** start Records for this task **

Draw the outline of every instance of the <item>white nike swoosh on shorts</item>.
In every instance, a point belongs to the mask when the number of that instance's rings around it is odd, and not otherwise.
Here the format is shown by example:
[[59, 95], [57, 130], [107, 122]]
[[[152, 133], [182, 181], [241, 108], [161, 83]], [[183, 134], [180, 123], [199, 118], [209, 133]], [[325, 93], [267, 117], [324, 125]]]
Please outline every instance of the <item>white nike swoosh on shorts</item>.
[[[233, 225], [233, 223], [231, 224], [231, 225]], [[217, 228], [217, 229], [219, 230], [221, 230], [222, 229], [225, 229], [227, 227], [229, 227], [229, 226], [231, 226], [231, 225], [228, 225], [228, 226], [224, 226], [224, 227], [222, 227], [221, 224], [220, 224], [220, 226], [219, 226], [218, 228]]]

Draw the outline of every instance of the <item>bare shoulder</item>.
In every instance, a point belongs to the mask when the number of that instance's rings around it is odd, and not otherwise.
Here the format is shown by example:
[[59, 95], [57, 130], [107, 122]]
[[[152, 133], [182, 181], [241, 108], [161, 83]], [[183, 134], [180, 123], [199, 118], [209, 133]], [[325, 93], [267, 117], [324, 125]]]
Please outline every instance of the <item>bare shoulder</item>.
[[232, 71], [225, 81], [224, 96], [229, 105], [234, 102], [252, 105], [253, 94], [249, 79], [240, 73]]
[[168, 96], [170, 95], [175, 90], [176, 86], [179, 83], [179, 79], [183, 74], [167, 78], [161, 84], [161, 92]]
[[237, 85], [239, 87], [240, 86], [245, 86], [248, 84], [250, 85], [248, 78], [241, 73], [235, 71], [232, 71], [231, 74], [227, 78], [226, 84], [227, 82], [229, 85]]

** end Records for this task **

What needs to be done:
Copy the records above, substituting "region" for every "mask" and leaving everything else unchanged.

Solution to the problem:
Draw the outline of every instance of the <item>white nike swoosh on shorts</item>.
In every instance, a point belongs to the region when the number of that instance's rings around it is odd, and not otherwise.
Here the format is shown by example:
[[59, 95], [57, 130], [107, 122]]
[[[152, 133], [182, 181], [241, 108], [161, 83]], [[183, 134], [180, 123], [199, 118], [209, 133]], [[325, 93], [267, 117], [324, 125]]]
Please outline every instance of the <item>white nike swoosh on shorts</item>.
[[[233, 225], [233, 223], [231, 224], [231, 225]], [[217, 228], [217, 229], [219, 230], [221, 230], [222, 229], [225, 229], [227, 227], [229, 227], [229, 226], [231, 226], [231, 225], [228, 225], [228, 226], [224, 226], [224, 227], [222, 227], [221, 224], [220, 224], [220, 226], [219, 226], [218, 228]]]

Draw the outline of every instance of the <item>bare shoulder</item>.
In every instance, a point belongs to the region when the number of that instance's rings around it is odd, and not otherwise.
Here the format is shown by example:
[[59, 95], [57, 130], [107, 122]]
[[[152, 133], [182, 181], [241, 108], [161, 83]], [[183, 134], [180, 123], [199, 118], [209, 133]], [[325, 93], [267, 117], [324, 125]]]
Please outline every instance of the <item>bare shoulder</item>.
[[232, 71], [225, 81], [224, 96], [229, 105], [234, 102], [252, 105], [253, 94], [249, 79], [240, 73]]
[[168, 96], [170, 95], [175, 90], [176, 86], [179, 83], [179, 79], [183, 74], [167, 78], [161, 84], [161, 92]]
[[237, 85], [239, 87], [240, 86], [245, 86], [248, 84], [250, 85], [248, 78], [241, 73], [235, 71], [232, 71], [231, 74], [227, 78], [226, 84], [227, 82], [229, 85]]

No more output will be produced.